Given instruction: Copy every one of the rows below word for word, with nothing changed, added, or left out.

Recorded data:
## Begin

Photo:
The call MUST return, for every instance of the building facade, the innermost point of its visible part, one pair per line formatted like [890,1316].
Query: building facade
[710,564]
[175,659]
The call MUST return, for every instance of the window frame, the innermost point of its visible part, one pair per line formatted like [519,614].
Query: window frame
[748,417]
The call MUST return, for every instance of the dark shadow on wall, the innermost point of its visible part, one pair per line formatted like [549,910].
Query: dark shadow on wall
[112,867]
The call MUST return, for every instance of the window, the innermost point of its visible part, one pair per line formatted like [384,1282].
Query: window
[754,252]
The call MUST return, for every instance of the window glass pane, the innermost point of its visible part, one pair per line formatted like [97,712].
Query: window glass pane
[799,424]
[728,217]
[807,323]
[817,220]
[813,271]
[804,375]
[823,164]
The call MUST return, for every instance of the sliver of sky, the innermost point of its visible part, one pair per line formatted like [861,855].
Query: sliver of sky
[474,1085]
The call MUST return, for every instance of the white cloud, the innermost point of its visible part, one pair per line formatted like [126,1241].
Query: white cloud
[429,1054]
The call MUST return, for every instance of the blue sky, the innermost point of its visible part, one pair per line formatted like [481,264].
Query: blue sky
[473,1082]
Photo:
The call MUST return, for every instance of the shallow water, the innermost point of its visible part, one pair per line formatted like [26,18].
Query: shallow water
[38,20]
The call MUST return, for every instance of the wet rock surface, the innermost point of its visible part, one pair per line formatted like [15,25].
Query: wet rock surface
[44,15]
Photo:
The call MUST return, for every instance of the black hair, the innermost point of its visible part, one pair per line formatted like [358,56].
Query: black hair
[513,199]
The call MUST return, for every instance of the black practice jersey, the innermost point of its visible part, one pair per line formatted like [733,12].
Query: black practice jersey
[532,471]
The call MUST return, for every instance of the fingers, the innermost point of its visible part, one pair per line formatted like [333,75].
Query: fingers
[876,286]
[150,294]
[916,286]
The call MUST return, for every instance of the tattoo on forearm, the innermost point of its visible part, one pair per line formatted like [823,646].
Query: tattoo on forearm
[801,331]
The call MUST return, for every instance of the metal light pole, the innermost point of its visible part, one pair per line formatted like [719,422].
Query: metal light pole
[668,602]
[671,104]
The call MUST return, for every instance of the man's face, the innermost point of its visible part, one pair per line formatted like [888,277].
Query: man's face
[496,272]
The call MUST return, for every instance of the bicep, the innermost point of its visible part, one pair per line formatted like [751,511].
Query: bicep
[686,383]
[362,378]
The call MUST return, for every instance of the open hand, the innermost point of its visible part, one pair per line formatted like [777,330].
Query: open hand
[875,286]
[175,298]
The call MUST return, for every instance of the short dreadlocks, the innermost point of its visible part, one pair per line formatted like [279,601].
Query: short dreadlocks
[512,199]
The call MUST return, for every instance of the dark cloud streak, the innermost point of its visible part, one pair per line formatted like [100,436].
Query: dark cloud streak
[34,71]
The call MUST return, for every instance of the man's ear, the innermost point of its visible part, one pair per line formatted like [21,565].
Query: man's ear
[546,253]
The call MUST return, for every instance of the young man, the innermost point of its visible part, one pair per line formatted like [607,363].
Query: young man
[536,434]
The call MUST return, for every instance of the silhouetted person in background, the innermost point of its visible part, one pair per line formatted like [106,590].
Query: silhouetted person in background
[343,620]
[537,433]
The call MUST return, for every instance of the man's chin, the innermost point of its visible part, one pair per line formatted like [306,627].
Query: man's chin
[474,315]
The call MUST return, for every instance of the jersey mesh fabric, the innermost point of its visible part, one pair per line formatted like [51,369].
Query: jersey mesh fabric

## End

Solution for this task:
Photo:
The call MUST return, for every instance of the building facade, the innermost point of its visible part, one pair per line formatted like [890,1316].
Query: building facade
[710,564]
[175,659]
The call MUST return, for every instance of the window frame, the innermost point of its visible part, one pair per line formatted like [519,614].
Query: window frame
[748,417]
The call MUST return, for every instance of the dark shadow on wall, the innermost point of its visible part, one pair per line formatted like [549,910].
Query: dark shadow on wall
[112,867]
The call MUST return, for every instance of the window, the innermost point of its visible part, one pair per line formatted like [384,1282].
Query: window
[754,252]
The call MUST return, for every instance of the window glass pane, the innermost point of its visible part, one pair per line formatted like [97,712].
Query: window glass pane
[799,424]
[728,217]
[807,323]
[817,220]
[813,271]
[804,375]
[823,164]
The call MUST return, for every instance of the sliver of sky, the innermost point of its visible part, one pair per line formatted like [861,855].
Query: sliver of sky
[474,1085]
The call MUST return, for every instance of the white cloud, the innermost point of its visible part, one pair per line formatted like [126,1241].
Query: white cloud
[429,1054]
The call MUST return, for every instance of the blue sky, the innermost point of its visible part, one pair per line formatted like [481,264].
Query: blue sky
[473,1082]
Photo:
The call MUST return, for every instance of the shallow water, the innermost point of its visible part, one pair per line formatted like [26,18].
Query: shallow water
[38,20]
The call MUST return, for every instance of the wet rock surface, the innermost point of its visible part, one pair per line formatted like [15,25].
Query: wet rock surface
[44,15]
Photo:
The call MUST return, for every instance of the black hair, the innermost point of its visible part, one pair per line formatted like [358,56].
Query: black hair
[513,199]
The call MUST return, for every instance of the black practice jersey, the innermost point of its visible part, one pair per line formatted like [733,12].
Query: black practice jersey
[532,471]
The call MUST return, for every instance of the fingers, the innermost point of its visible part, one pair per line formatted like [333,75].
Query: fingers
[876,286]
[150,294]
[916,286]
The call MUST return, for every instance of the tattoo on forearm, the innermost point of its visible part, one pair per line formatted like [823,646].
Query: tattoo on forearm
[801,331]
The call MUST return, for every instance of the metal light pole, the innermost point of its visible part, one pair per line formatted like [719,422].
Query: metal light pole
[668,602]
[671,104]
The call MUST return, for every instance of the man's face, the innermost point of its visible part, one pair per line formatted like [888,277].
Query: man's face
[496,272]
The call MUST return, for every instance of the bicep, the innermost point of its visible part, one pair per line formatted like [751,511].
Query: bicep
[686,383]
[362,378]
The call MUST return, for every instance of the open hand, the innermost point of its visible part, one pair per line formatted like [777,330].
Query: open hand
[875,286]
[175,298]
The call MUST return, for every instance of the short dreadlocks, the innermost point of its visible part, one pair per line formatted like [279,601].
Query: short dreadlocks
[512,199]
The call MUST return, for every instance of the dark cloud streak, the innermost point of its visible part, one pair per line formatted like [100,436].
Query: dark cloud streak
[34,71]
The call MUST return, for every instance of the man's ear, the innermost point of its visible part, one pair per line formatted like [21,565].
Query: man's ear
[546,253]
The call MUST return, for every instance of the young man, the innermost point of its visible part, one pair per line formatted like [607,363].
Query: young man
[536,434]
The call MUST return, for every instance of the silhouetted person in background, the innermost point of its visible part, one pair per line formatted like [106,590].
Query: silhouetted person in background
[343,620]
[537,433]
The call MUST return, for every instance of the man's chin, the innermost point of its visible part, one pair per line formatted like [306,627].
Query: man's chin
[474,315]
The call MUST return, for every instance of the jersey mesh fabric, the innermost point of its visible part, one pair per line formatted like [51,369].
Query: jersey mesh fabric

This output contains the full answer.